**Requirement**
Copy the stretch of the ʻĀinapō Trail passage from "In 1794, Archibald" through "with a barometer.", changing "porters" to "guides".

*** Extract to read ***

Hiking trail in Hawaii, United States

The ʻĀinapō Trail was the primary route to the summit of Mauna Loa from prehistory to 1916. The trail began on the southeast flank at 2000 feet of elevation and reached Mokuaweoweo, the summit crater, at 13200 ft. It was sometimes called Menzies Trail after Archibald Menzies who was the first recorded outsider to climb the mountain in 1794.
The Ainapo Trail was added to the National Register of Historic Places on August 30, 1974.

==Early history==
This 35-mile (55 km) route from the small community of Kapapala (near present-day Pahala) had been used in Ancient Hawaii to make offerings to Pele during eruptions. The name comes from ʻāina pō in the Hawaiian language which means "darkened land", due to heavy clouds at the mid-elevation sections. At higher elevations above the clouds, the landscape is dry and barren lava rock. The climb is from about 2000 ft at Kapapala to above 13200 ft at the summit of Mokuaweoweo.
The trail was furnished with camps which provided rest areas and an opportunity to acclimate to the increasing altitude. The camps consisted of temporary huts, or rock shelters, one of which was in a lava tube. In areas where the trail was hard to discern, rock cairns marked the way, placed to be visible along the skyline as travelers moved upwards.

In 1794, Archibald Menzies, a naturalist on the Vancouver Expedition, used the trail and about 100 Hawaiian porters to reach the summit and measure its elevation with a barometer.
Lieutenant Charles Wilkes of the 1840 United States Exploring Expedition first attempted to use a shorter route, but resorted to the Ainapo trail after making much slower progress than he planned in his trip to the summit.
The trail was widened in 1870 and again in 1913 when horses and mules started bringing more visitors to the summit.

*** End of Extract to read ***
*** Entries supplied ***

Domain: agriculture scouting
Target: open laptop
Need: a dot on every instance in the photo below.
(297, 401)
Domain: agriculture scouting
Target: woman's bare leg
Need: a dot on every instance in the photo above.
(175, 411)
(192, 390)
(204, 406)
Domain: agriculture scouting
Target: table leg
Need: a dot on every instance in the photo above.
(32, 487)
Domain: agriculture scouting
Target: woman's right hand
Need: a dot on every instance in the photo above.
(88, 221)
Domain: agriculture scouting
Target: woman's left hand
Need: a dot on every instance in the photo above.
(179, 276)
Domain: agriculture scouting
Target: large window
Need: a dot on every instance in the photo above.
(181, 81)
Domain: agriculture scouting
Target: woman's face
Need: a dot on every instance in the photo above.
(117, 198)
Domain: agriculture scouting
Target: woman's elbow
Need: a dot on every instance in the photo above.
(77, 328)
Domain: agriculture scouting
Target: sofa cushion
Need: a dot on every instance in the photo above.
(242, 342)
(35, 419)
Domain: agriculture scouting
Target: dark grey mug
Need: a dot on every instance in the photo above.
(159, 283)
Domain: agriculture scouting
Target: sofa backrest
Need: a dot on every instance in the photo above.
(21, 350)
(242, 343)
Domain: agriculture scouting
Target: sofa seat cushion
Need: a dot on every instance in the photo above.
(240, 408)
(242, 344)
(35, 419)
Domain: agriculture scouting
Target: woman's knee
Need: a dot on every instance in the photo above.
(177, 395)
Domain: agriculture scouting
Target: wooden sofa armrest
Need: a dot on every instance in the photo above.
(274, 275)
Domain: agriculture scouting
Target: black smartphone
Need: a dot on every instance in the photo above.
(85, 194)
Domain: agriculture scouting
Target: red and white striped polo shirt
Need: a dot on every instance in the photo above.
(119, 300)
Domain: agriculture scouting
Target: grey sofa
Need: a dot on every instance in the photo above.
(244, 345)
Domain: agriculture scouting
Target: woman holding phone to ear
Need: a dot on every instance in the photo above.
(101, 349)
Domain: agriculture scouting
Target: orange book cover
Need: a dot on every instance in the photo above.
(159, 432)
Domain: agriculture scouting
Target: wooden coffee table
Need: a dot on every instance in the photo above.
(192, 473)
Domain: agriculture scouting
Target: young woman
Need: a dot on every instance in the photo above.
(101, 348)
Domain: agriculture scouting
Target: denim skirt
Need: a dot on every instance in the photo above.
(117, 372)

*** End of Entries supplied ***

**The completed task**
In 1794, Archibald Menzies, a naturalist on the Vancouver Expedition, used the trail and about 100 Hawaiian guides to reach the summit and measure its elevation with a barometer.